■ **EXTRACT PROVIDED**:
==========

The court’s 6-3 ruling came in the case of Department of State v. Muñoz, with all conservative justices in the majority and Sotomayor’s dissent joined by fellow liberals Ketanji Brown Jackson and Elena Kagan.

Sandra Muñoz is an American citizen who married Luis Asencio-Cordero, a citizen of El Salvador, in 2010. They applied for an immigrant visa for Asencio-Cordero so they could be together in the U.S. The U.S. consulate in El Salvador rejected the application, saying there was evidence that Asencio-Cordero was a member of a criminal gang, based on the tattoos he had. An expert later concluded that the tattoos were not a sign of gang affiliation.

Muñoz sued the State Department, saying the consulate’s decision violated her constitutional liberty interests and her right to due process of law. A trial court ruled against her, but the U.S. Court of Appeals for the Ninth Circuit reversed that ruling. The Ninth Circuit found she had a “protected liberty interest” in obtaining the visa for her husband. Visa denials are not usually subject to court review, but the appeals court rule that the consulate had forfeited its insulation from this review by not giving Muñoz more information early in the process.

==========

■ **EXERCISE TASK A**: Give the entries as a numbered list, from the first line of the entries through the line containing "column 180, row 283", leaving out blank lines.

==========

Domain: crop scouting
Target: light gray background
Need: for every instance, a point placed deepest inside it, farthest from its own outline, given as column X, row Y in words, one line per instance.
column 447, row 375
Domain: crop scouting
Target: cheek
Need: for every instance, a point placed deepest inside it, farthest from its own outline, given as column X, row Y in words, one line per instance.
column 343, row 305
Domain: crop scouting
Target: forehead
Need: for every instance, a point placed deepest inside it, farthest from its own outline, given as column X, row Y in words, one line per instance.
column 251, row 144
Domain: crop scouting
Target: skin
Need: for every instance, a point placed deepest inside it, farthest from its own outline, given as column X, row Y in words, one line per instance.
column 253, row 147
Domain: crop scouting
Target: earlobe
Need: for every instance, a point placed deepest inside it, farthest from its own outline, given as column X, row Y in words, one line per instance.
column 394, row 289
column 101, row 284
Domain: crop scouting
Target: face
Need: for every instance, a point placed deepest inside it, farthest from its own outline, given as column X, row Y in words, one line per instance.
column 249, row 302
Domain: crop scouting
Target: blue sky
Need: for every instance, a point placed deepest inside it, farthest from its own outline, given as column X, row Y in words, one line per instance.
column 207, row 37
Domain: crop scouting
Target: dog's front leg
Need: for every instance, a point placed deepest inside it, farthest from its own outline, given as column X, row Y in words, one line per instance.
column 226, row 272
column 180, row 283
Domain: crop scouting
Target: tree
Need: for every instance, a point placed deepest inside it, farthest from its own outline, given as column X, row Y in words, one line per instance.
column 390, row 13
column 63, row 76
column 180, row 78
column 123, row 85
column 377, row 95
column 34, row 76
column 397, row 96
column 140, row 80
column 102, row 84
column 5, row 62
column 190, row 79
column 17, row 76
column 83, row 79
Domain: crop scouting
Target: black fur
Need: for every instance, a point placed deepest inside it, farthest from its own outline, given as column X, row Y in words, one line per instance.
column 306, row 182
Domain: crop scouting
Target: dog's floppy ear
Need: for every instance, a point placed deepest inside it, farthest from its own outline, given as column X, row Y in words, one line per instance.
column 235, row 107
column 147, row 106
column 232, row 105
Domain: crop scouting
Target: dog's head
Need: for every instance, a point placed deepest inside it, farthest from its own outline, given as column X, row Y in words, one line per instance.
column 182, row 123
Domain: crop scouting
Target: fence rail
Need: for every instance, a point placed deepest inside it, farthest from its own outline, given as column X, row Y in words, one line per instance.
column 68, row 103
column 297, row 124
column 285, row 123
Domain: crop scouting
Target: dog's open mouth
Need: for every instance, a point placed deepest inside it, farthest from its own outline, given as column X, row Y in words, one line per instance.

==========

■ **EXERCISE TASK B**: In the extract about the Muñoz case, which justices joined Sotomayor's dissent?

■ **FULL SOLUTION A**:
1. Domain: crop scouting
2. Target: light gray background
3. Need: for every instance, a point placed deepest inside it, farthest from its own outline, given as column X, row Y in words, one line per instance.
4. column 447, row 375
5. Domain: crop scouting
6. Target: cheek
7. Need: for every instance, a point placed deepest inside it, farthest from its own outline, given as column X, row Y in words, one line per instance.
8. column 343, row 305
9. Domain: crop scouting
10. Target: forehead
11. Need: for every instance, a point placed deepest inside it, farthest from its own outline, given as column X, row Y in words, one line per instance.
12. column 251, row 144
13. Domain: crop scouting
14. Target: skin
15. Need: for every instance, a point placed deepest inside it, farthest from its own outline, given as column X, row Y in words, one line per instance.
16. column 253, row 147
17. Domain: crop scouting
18. Target: earlobe
19. Need: for every instance, a point placed deepest inside it, farthest from its own outline, given as column X, row Y in words, one line per instance.
20. column 394, row 289
21. column 101, row 284
22. Domain: crop scouting
23. Target: face
24. Need: for every instance, a point placed deepest inside it, farthest from its own outline, given as column X, row Y in words, one line per instance.
25. column 249, row 302
26. Domain: crop scouting
27. Target: blue sky
28. Need: for every instance, a point placed deepest inside it, farthest from its own outline, given as column X, row Y in words, one line per instance.
29. column 207, row 37
30. Domain: crop scouting
31. Target: dog's front leg
32. Need: for every instance, a point placed deepest inside it, farthest from its own outline, given as column X, row Y in words, one line per instance.
33. column 226, row 272
34. column 180, row 283

■ **FULL SOLUTION B**: Ketanji Brown Jackson and Elena Kagan.